# Input material start
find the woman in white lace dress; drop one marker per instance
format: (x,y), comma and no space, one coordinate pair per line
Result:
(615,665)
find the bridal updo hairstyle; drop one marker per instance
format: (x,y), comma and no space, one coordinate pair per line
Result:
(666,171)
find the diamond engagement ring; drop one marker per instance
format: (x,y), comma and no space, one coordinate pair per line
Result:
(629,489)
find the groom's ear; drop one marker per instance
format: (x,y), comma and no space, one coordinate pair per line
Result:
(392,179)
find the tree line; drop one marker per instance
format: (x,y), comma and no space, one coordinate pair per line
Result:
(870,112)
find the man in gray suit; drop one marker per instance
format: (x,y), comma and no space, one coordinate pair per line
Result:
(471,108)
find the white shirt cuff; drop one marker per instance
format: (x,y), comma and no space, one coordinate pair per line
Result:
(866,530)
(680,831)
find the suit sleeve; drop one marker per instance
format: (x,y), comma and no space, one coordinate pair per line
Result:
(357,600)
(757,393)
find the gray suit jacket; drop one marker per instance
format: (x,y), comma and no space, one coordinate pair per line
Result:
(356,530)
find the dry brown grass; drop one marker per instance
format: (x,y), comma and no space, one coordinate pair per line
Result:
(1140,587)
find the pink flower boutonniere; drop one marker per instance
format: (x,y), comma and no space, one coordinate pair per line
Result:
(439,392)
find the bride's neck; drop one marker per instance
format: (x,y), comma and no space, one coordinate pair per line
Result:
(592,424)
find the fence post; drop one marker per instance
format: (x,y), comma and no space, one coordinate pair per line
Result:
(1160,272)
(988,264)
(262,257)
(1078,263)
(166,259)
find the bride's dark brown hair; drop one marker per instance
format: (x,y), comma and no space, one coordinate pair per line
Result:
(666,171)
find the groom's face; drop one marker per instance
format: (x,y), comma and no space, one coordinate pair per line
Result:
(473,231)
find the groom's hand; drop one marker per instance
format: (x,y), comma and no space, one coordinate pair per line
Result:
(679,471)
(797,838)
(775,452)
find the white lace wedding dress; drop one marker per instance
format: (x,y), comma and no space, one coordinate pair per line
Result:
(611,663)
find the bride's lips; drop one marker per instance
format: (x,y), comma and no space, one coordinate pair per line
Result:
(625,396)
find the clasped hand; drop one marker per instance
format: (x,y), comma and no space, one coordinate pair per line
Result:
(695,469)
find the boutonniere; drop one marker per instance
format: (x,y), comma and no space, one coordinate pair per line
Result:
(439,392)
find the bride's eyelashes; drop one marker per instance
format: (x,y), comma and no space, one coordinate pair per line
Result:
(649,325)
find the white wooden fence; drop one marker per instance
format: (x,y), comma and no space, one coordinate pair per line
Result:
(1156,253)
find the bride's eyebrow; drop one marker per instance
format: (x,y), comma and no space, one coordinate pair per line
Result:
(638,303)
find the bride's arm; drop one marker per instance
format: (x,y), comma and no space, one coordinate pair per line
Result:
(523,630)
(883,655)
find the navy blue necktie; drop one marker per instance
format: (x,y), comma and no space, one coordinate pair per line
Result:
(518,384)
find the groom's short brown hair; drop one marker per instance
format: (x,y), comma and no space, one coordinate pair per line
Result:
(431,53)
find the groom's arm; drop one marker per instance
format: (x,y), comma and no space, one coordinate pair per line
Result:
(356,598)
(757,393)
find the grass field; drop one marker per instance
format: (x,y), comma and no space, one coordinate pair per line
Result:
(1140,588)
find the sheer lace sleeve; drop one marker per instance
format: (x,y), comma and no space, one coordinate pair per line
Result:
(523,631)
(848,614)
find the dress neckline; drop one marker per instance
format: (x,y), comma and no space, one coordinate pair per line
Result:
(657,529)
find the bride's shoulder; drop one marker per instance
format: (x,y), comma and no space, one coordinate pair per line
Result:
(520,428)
# Input material end
# Input material start
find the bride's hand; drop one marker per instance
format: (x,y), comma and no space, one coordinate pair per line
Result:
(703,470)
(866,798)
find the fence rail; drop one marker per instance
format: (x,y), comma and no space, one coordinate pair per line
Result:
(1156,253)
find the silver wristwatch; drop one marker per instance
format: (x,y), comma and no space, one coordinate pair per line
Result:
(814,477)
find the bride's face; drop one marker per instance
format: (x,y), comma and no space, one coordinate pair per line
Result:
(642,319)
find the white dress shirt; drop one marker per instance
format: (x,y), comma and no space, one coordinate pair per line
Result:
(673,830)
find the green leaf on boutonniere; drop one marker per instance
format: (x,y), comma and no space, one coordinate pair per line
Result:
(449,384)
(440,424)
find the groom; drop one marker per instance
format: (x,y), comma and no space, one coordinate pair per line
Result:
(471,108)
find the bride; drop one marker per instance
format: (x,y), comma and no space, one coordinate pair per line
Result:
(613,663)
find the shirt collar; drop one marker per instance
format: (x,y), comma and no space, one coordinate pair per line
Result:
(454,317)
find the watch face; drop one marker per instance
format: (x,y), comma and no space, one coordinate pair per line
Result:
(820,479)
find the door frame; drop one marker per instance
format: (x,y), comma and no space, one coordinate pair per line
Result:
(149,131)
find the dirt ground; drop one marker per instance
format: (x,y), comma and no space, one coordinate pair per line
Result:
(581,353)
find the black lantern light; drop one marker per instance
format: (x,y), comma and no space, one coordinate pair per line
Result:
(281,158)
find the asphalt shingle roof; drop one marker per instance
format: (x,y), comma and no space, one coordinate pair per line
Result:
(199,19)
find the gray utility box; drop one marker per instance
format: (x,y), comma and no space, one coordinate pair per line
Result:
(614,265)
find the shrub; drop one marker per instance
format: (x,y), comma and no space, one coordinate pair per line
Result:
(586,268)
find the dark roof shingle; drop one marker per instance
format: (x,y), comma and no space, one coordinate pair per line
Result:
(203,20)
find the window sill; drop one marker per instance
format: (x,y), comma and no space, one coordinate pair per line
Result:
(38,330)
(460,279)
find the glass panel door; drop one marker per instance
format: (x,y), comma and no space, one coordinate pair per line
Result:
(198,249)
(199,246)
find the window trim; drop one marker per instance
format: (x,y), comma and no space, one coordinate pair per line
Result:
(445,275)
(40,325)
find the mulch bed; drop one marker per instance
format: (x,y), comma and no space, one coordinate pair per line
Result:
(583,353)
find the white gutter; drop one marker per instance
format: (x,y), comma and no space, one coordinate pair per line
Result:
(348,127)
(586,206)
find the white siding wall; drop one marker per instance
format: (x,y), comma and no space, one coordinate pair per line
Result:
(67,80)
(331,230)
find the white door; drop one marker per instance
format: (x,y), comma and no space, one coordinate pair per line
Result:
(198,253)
# Input material end
Locate every line in the listing above that contains the word "groom", and copy each of those lines.

find the groom's ear; drop one marker per instance
find the groom's face; drop one marker per instance
find the groom's hand; drop one marker per instance
find the groom's short brown hair; drop one marker per instance
find the groom's arm; drop one marker per instance
find the groom; drop one marker per instance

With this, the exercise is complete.